### Page excerpt

55th Largest Private Company In America Sent Millions To China Because An Email Told Them To

from the you've-got-mail dept

You’ve all heard of this kind of scam before. Some nefarious person or group gets a hold of someone’s email or computer screen, pretends to be someone in some official capacity, and demands a whatever sum of money they can get away with. Some of the time these scammers pretend to be the IRS, or a utility company, or even law enforcement. What these scams tend to mostly have in common is that they go after private citizens en masse, in the hope to entice whatever percentage of the more gullible amongst us to pay up. What you don’t expect to hear about is one of the largest corporations in the United States essentially falling for the same thing.

The Scoular Co., an employee-owned commodities trader founded 120 years ago, has been taken for $17.2 million in an international email swindle, according to federal court documents. An executive with the 800-employee company wired the money in installments last summer to a bank in China after receiving emails ordering him to do so, says an FBI statement filed last month in U.S. District Court in Omaha.

Sort of takes your breath away, doesn’t it. One would like to think that it takes more for any company to move millions of dollars around internationally than a simple email string. Whatever else, this seems to indicate a complete failure of process, with the lack of checks against fraud and mistakes occurring on stunning levels. In attempts to explain how this happened, Scoular CEO Chuck Elsea wove a tail of compromised identities (including his) and coincidences that caused all of this to happen. The tale, however, leaves the reader certain that there was still some serious stupid going on here.

######

Actions to take
(1) Answer from the Scoular scam article:
(a) Which kinds of official parties do such scammers sometimes pretend to be?
(b) How many employees does The Scoular Co. have?
(c) In which court was the FBI statement filed?
(2) Using the Scoular scam article, explain why its author sees the payments as a complete failure of process.
(3) Carry the Scoular scam article forward from its last sentence.

### Stored records

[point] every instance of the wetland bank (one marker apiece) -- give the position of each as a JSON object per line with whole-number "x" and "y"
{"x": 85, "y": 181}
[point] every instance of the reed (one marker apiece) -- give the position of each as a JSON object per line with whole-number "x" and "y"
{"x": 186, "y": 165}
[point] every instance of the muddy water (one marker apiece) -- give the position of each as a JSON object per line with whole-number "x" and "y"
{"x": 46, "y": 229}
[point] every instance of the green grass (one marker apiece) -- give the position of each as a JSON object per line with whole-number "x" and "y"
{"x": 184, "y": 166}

######
### Stored records

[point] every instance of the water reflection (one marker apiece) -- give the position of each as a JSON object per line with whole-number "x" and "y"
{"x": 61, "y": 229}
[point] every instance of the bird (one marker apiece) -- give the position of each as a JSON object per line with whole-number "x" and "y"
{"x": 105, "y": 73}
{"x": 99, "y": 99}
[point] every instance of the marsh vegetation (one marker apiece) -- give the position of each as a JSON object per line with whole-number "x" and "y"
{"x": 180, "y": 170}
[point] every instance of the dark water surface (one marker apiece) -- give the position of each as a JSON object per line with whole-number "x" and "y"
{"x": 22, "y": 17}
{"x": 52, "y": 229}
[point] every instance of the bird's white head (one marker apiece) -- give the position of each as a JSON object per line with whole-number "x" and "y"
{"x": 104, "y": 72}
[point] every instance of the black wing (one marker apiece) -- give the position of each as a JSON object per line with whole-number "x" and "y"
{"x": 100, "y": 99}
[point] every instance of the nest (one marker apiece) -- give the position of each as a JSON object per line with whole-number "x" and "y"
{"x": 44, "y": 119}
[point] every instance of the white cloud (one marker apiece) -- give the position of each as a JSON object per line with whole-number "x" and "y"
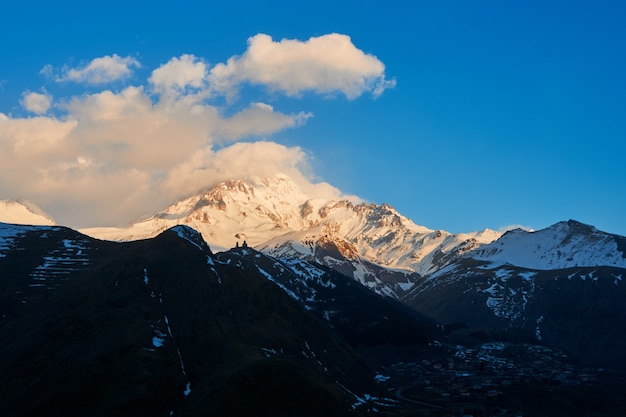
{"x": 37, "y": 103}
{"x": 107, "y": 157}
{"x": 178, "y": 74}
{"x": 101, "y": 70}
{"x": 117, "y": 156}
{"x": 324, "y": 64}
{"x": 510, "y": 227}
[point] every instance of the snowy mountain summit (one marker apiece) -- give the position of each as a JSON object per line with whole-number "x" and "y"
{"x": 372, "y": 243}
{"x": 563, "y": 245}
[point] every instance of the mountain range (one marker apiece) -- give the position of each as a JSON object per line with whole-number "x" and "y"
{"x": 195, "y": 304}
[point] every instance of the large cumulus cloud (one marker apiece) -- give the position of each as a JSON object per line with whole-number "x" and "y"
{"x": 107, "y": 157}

######

Answers given
(1)
(a) The IRS, a utility company, or law enforcement.
(b) 800.
(c) U.S. District Court in Omaha.

(2) The author expects moving millions of dollars internationally to take more than a simple email string. At Scoular, emails alone were enough to send $17.2 million to a bank in China. That points to a lack of checks against fraud and mistakes.

(3)
The gambit involved emails sent to a Scoular executive that purported to be from Elsea and the company’s outside auditing firm. The emails directed the wire transfer of millions of dollars to a Chinese bank. But court documents say the emails were really from impostors using email addresses set up in Germany, France and Israel and computer servers in Moscow. The three wire transfers, the FBI says, happened in June 2014. They were prompted by emails sent to Scoular’s corporate controller, identified in the FBI statement as McMurtry. The emails purported to be from Scoular CEO Elsea, but were sent from an email address that wasn’t his normal company one.

Which is precisely where this scam should have died on its scammy vine, wilting under the dry heat of “haha, the boss got his personal email hacked.” The idea that millions of dollars can be ordered transferred from an email address not associated with the company is ludicrous. Die, however, the scam did not.

The first email on June 26 instructed McMurtry to wire $780,000, which the FBI statement says he did. The next day, McMurtry was told to wire $7 million, which he also did. Three days later, another email was sent to McMurtry, instructing him to wire $9.4 million. McMurtry again complied. The first two emails from the faux CEO contain the swindle’s setup, swearing the recipient to secrecy over a blockbuster international deal.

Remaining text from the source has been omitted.